Distributed analytics applied to hydrodynamic modelling
Due to the vast differences in how different HD modelling software operate (e.g., in terms of data format or execution steps), a model adapter that harmonises the data has to be implemented for each type of software. These model adapters are then being utilised by DA to execute HD modelling software at the collaborating institutions that generate the pluvial flood hazard maps. We aim to streamline this implementation as much as possible through the following three-step workflow, including specific prerequisites. Note that we use the terms municipality and institutions interchangeably.
- 1.
Unified adapter input/output (Prerequisites): We determine that the input and the output of our adapter have a standardised file format for the rainfall input and output in form of the pluvial flood hazard map to simplify input data processing and enable interoperability between the pluvial flood hazard maps produced by each institution. In our study, we make use of the GeoTIFF file format for input and output (see Figure 2). Moreover, the output resolution is harmonised, e.g., to 8 m × 8 m, to account for potential variations in the resolutions at which different institutions' HD models operate. To instruct the model on how to process the input rainfall data (e.g., resolution, simulation time), we require an instruction set that defines these parameters and passes them on to the HD model. The instructions for the HD model are provided in JavaScript Object Notation (JSON) format. Just as the input rainfall data, this instruction set would be provided by the initiator prior to dispatching from the central location. While the GeoTIFF format is suited for portraying time series of raster data, it does not inherently support shape data. To incorporate such shape data, additional extensions would be necessary. However, the current concept of transmitting rainfall data and receiving pluvial flood hazard maps in return, does not necessarily require inclusion of shape data at this stage.

SOURCE EXCERPT:
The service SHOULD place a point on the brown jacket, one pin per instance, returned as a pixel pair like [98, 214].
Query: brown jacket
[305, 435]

EXERCISES:
- 1) According to the text on hydrodynamic modelling, in what format are the instructions for the HD model provided?
- 2) Retype the part of the text on hydrodynamic modelling that opens with the words containing "Distributed analytics applied" and closes with "and institutions interchangeably.".
- 3) Write what comes next in the text on hydrodynamic modelling, starting after its last sentence.
None of the material is needed here.

TASK-BY-TASK RESULTS:
- 1) JavaScript Object Notation (JSON).

- 2)
Distributed analytics applied to hydrodynamic modelling
Due to the vast differences in how different HD modelling software operate (e.g., in terms of data format or execution steps), a model adapter that harmonises the data has to be implemented for each type of software. These model adapters are then being utilised by DA to execute HD modelling software at the collaborating institutions that generate the pluvial flood hazard maps. We aim to streamline this implementation as much as possible through the following three-step workflow, including specific prerequisites. Note that we use the terms municipality and institutions interchangeably.

- 3)
- 2.
Input processing phase (Step 1): Before starting an HD simulation, the rainfall data and instruction set must be processed locally at the institution to make them usable by each HD model. During the input processing phase, the rainfall data are transformed into the necessary format for the modelling software, generating input files that are compatible with the model, such as a rainfall mask, in advance of the actual execution of the simulation. Furthermore, the instruction set is parsed, and the model configuration is adjusted to reflect the requirements. In this initial step, all the necessary files and configurations for running the HD model are produced according to the number of rainfall events in the input data. This facilitates the simulation of multiple pluvial flood hazard maps covering different rainfall scenarios. The Input-Adapter covers this phase of input processing (see Figure 2).
- 3.
Execution phase (Step 2): During the execution phase, the HD modelling software is executed once for each input rainfall scenario. This process is conducted using the Execution-Adapter (see Figure 2) and is automated to the largest possible extent to minimise manual interaction.
- 4.
Output processing phase (Step 3): The HD models' execution results in the generation of an equal number of pluvial flood hazard maps as there are input rainfall scenarios provided. During the subsequent output processing phase, an Output-Adapter (see Figure 2) converts the created pluvial flood hazard maps to the priorly specified standardised file format (see 1. Unified adapter input/output (Prerequisites)). Furthermore, other data may be returned by each institution, such as the local DEM, which the initiator can use for further inspection.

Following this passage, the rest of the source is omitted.